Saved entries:
+++

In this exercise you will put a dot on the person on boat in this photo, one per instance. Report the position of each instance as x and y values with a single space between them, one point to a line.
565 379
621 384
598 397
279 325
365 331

+++

[Requirement]
Every record must be written out again without any change.

[Expected answer]
In this exercise you will put a dot on the person on boat in this photo, one per instance. Report the position of each instance as x and y values with a single space between them, one point to a line.
565 379
621 384
598 397
279 325
365 331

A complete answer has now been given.